↓↓↓
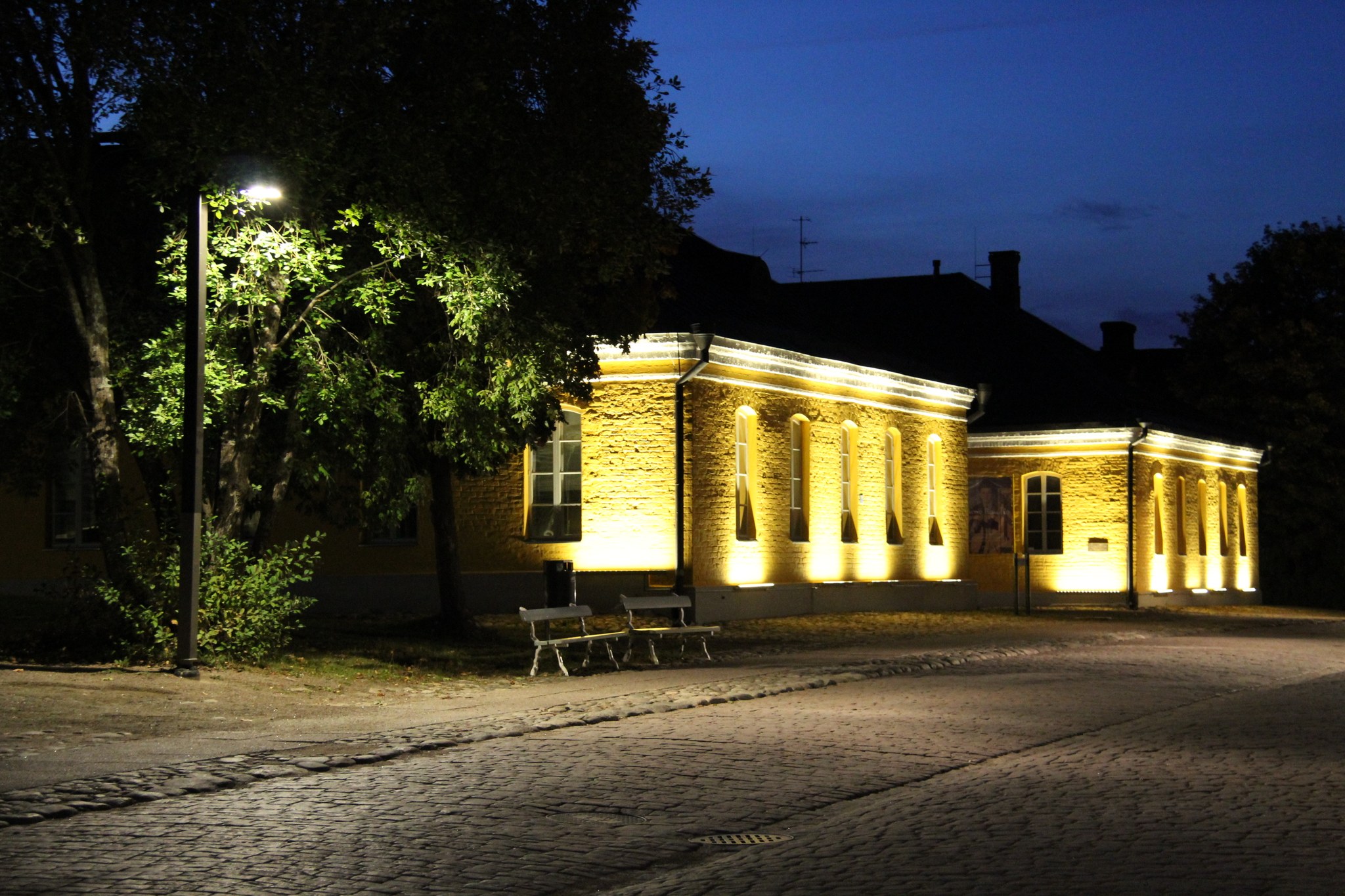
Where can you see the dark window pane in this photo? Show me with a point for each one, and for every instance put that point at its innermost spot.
(571, 457)
(571, 492)
(544, 459)
(544, 489)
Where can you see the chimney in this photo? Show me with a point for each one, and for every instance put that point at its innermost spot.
(1118, 339)
(1003, 280)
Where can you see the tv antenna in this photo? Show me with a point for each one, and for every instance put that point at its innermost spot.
(801, 270)
(975, 258)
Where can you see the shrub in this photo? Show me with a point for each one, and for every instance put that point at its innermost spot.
(248, 609)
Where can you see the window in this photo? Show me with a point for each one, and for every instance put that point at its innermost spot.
(892, 484)
(1242, 521)
(1043, 513)
(934, 473)
(849, 482)
(1181, 515)
(1158, 513)
(744, 475)
(556, 484)
(403, 532)
(1223, 519)
(801, 433)
(1201, 516)
(72, 519)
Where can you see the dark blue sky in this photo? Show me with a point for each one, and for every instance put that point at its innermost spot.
(1126, 148)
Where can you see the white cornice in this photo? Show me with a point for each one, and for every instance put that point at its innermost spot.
(730, 354)
(1113, 436)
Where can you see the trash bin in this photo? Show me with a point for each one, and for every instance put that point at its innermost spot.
(562, 589)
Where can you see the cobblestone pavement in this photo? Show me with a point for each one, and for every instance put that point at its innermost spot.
(1180, 765)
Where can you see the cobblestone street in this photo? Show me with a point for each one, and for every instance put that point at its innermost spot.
(1157, 765)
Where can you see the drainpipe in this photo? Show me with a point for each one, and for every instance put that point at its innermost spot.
(1132, 595)
(982, 396)
(703, 343)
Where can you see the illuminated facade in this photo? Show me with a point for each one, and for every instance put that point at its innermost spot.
(898, 452)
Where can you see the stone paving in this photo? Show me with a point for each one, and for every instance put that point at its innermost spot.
(1178, 765)
(206, 775)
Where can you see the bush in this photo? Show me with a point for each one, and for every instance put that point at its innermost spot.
(246, 612)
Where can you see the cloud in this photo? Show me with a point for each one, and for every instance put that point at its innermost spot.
(1105, 215)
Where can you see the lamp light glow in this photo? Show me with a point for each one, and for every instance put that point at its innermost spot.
(263, 192)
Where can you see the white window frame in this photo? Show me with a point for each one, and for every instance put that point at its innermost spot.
(1040, 488)
(562, 517)
(801, 433)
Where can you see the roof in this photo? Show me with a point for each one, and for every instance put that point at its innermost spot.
↑↑↑
Copy out every entry above, character for character, excluding pictures.

Where can you see the dark window pane in this photo? Show me with a point for each one, and for every instance put that point at its innermost spot.
(571, 457)
(571, 492)
(544, 459)
(544, 489)
Where can you see the chimney in this photo? Show me with a point for each one, and for every instance put that point at its innermost spot.
(1118, 339)
(1003, 280)
Where can you see the tv antenna in this photo? Show me with a point for each one, and for every instance put that point at its innermost spot.
(801, 270)
(975, 258)
Where can you see the shrub in this photo? Show me with a point for each one, and for every instance put that point at its innermost spot.
(248, 609)
Where can you see the window in this photo? Show me with a point for each one, and for every instance put that point at its innermost spot.
(892, 484)
(1242, 521)
(1043, 513)
(934, 473)
(849, 482)
(1181, 515)
(1158, 513)
(744, 475)
(556, 484)
(403, 532)
(1223, 519)
(801, 433)
(1201, 516)
(72, 519)
Where can you see the dark blue sky in this photo? Show me with a point for each one, and for every instance put that point at its innermost spot.
(1126, 148)
Where can you see the white cornice in this photo? Show me with a point for each one, and for every instance put that point at its innermost spot.
(730, 354)
(1113, 436)
Where can you see the trash bin in this photo? Show me with a point for each one, and for every instance put that point at its innermost spot.
(562, 589)
Where can you see the cobblestone pavement in this photo? Show me with a point for each one, and for every instance put that point at its innermost spot.
(1180, 765)
Where can you see the cobblestone street in this photo? Show me with a point for each one, and for every instance put that point at its innermost spot.
(1157, 765)
Where can you see the drainpipe in this photo? Show me with a point for each one, and for every instance put that point at its innermost spot.
(1132, 595)
(982, 396)
(703, 343)
Where can you see the illuminated facade in this photo? Show me with a point for each one, and for every instance put that point at its innermost spot.
(898, 452)
Where can you see the stone paving in this photo? Show me with a point for each one, and for every instance put that point at its innermost spot.
(1178, 765)
(206, 775)
Where can you see the bush in this photo? Show me with a point for each one, and for every instance put that point at its innermost spot.
(246, 612)
Where can you see the cloud in this photo? Show me with a point for each one, and for every instance put that point at its innermost spot.
(1105, 215)
Where can you see the lamp light glow in this photo? Show me with a point for each one, and for every instance put that point at its innermost spot.
(263, 192)
Where can you see the white window frame in this photo? Show me with a point for each one, and for every instance put that point at its innermost spot.
(1040, 488)
(562, 517)
(801, 433)
Where can you see the roof in this photo? Show me with a point for each one, and for every instance put that point at its innermost spot.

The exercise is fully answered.